▶ **本文**:
---

(「フリースペースたまりば」の西野博之理事長(右)と聖心女子大学の永田佳之教授)
SDGsで掲げられた17の目標の一つ、「質の高い教育をみんなに」。16年前から学校とは異なる形で、それを実践している場所が川崎市にあります。市の施設「子ども夢パーク」の一角で、NPO法人フリースペースたまりばが運営している「フリースペースえん」。不登校や障害、貧困、虐待など、さまざまな理由で学校や家庭、地域に居場所を見いだせない子どもたちの「たまり場」をつくり、多様な学びの機会を提供しています。たまりばの理事長、西野博之さん(59)は「学校以外でも学ぶ道はある」と話します。たまりばの理事でもあり、ESD(持続可能な開発のための教育)、オルタナティブ教育などを研究する聖心女子大学教授の永田佳之さん(56)とともに、「フリースペースえん」を訪ねました。
【対談したおふたり】
西野博之(にしの・ひろゆき)
認定NPO法人フリースペースたまりば理事長、フリースペースえん代表、川崎市子ども夢パーク所長
1960年生まれ。86年から子どもや若者の居場所づくりに関わり、91年に川崎市高津区で「フリースペースたまりば」を開く。2003年、同区の市子ども夢パーク内に「フリースペースえん」を開設し、06年からは指定管理者として夢パーク全体の運営管理を行っている。文部科学省「フリースクール等に関する検討会議」委員などを務める。早稲田大学、神奈川大学非常勤講師。
永田佳之(ながた・よしゆき)
聖心女子大学現代教養学部教授、同大学グローバル共生研究所副所長、開発教育協会評議員
1962年生まれ。2004年、国際基督教大学大学院教育学研究科博士号取得。国立教育政策研究所、ペラデニヤ大学(スリランカ)客員研究員などを経て、07年から現職。「豊かな教育社会とは」をテーマに、ESD、国際理解教育、多文化共生、オルタナティブ教育、ホリスティック教育、国際比較教育などに取り組む。アジア学院評議員、フリースペースたまりば理事なども務める。
――子どもたちの元気な声が響いていますね。「フリースペースえん」はどのような場所ですか?
西野:学校や家庭、地域の中に居場所を見いだせない子どもや若者がやって来て、自分がしたいことをして自由に過ごします。昼食を作ったり、絵を描いたり、ものづくりしたり、パソコンでゲームをしたり、楽器を演奏したり。10,000㎡の広い敷地がある子ども夢パークの中を走り回ったり、木登りしたり。いまは毎日のようにサッカーもしています。ここでは「何しない」ことも保障されています。何かを強制されることも、誰かに評価されることもありません。基本的に平日の午前10時半から午後6時まで開いていて、いつ来て、いつ帰っても良いんです。今年3月末時点で川崎市内外の151人が登録し、利用しています。小中高生が中心ですが、「障害」やコミュニケーションに問題を抱え、就学や就労が難しい18歳以上の人もいて、学校の教育現場にはない異年齢・異質が交ざりあった環境で、互いにさまざまなことを学びあっています。

---

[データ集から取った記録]
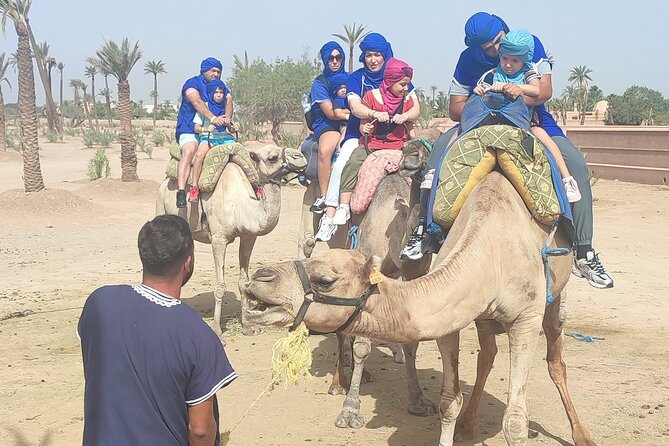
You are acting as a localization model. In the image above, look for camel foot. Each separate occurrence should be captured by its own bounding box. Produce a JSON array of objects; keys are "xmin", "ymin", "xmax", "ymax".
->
[
  {"xmin": 335, "ymin": 407, "xmax": 365, "ymax": 429},
  {"xmin": 242, "ymin": 325, "xmax": 262, "ymax": 336},
  {"xmin": 360, "ymin": 370, "xmax": 376, "ymax": 384},
  {"xmin": 409, "ymin": 396, "xmax": 439, "ymax": 417},
  {"xmin": 328, "ymin": 383, "xmax": 348, "ymax": 395},
  {"xmin": 453, "ymin": 420, "xmax": 474, "ymax": 442}
]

---

▶ **課題 1**: 本文のうち、「SDGsで掲げられた17の目」を含む語句で始まり「ん」はどのような場所ですか?」で終わる部分を、一字も変えずに書き写せ。
▶ **課題 2**: 本文によると、「フリースペースえん」は基本的に平日の何時から何時まで開いているか。
これらの記録は本文とは関係がない。

▶ **最終解答 1**:
SDGsで掲げられた17の目標の一つ、「質の高い教育をみんなに」。16年前から学校とは異なる形で、それを実践している場所が川崎市にあります。市の施設「子ども夢パーク」の一角で、NPO法人フリースペースたまりばが運営している「フリースペースえん」。不登校や障害、貧困、虐待など、さまざまな理由で学校や家庭、地域に居場所を見いだせない子どもたちの「たまり場」をつくり、多様な学びの機会を提供しています。たまりばの理事長、西野博之さん(59)は「学校以外でも学ぶ道はある」と話します。たまりばの理事でもあり、ESD(持続可能な開発のための教育)、オルタナティブ教育などを研究する聖心女子大学教授の永田佳之さん(56)とともに、「フリースペースえん」を訪ねました。
【対談したおふたり】
西野博之(にしの・ひろゆき)
認定NPO法人フリースペースたまりば理事長、フリースペースえん代表、川崎市子ども夢パーク所長
1960年生まれ。86年から子どもや若者の居場所づくりに関わり、91年に川崎市高津区で「フリースペースたまりば」を開く。2003年、同区の市子ども夢パーク内に「フリースペースえん」を開設し、06年からは指定管理者として夢パーク全体の運営管理を行っている。文部科学省「フリースクール等に関する検討会議」委員などを務める。早稲田大学、神奈川大学非常勤講師。
永田佳之(ながた・よしゆき)
聖心女子大学現代教養学部教授、同大学グローバル共生研究所副所長、開発教育協会評議員
1962年生まれ。2004年、国際基督教大学大学院教育学研究科博士号取得。国立教育政策研究所、ペラデニヤ大学(スリランカ)客員研究員などを経て、07年から現職。「豊かな教育社会とは」をテーマに、ESD、国際理解教育、多文化共生、オルタナティブ教育、ホリスティック教育、国際比較教育などに取り組む。アジア学院評議員、フリースペースたまりば理事なども務める。
――子どもたちの元気な声が響いていますね。「フリースペースえん」はどのような場所ですか?

▶ **最終解答 2**: 午前10時半から午後6時まで開いている。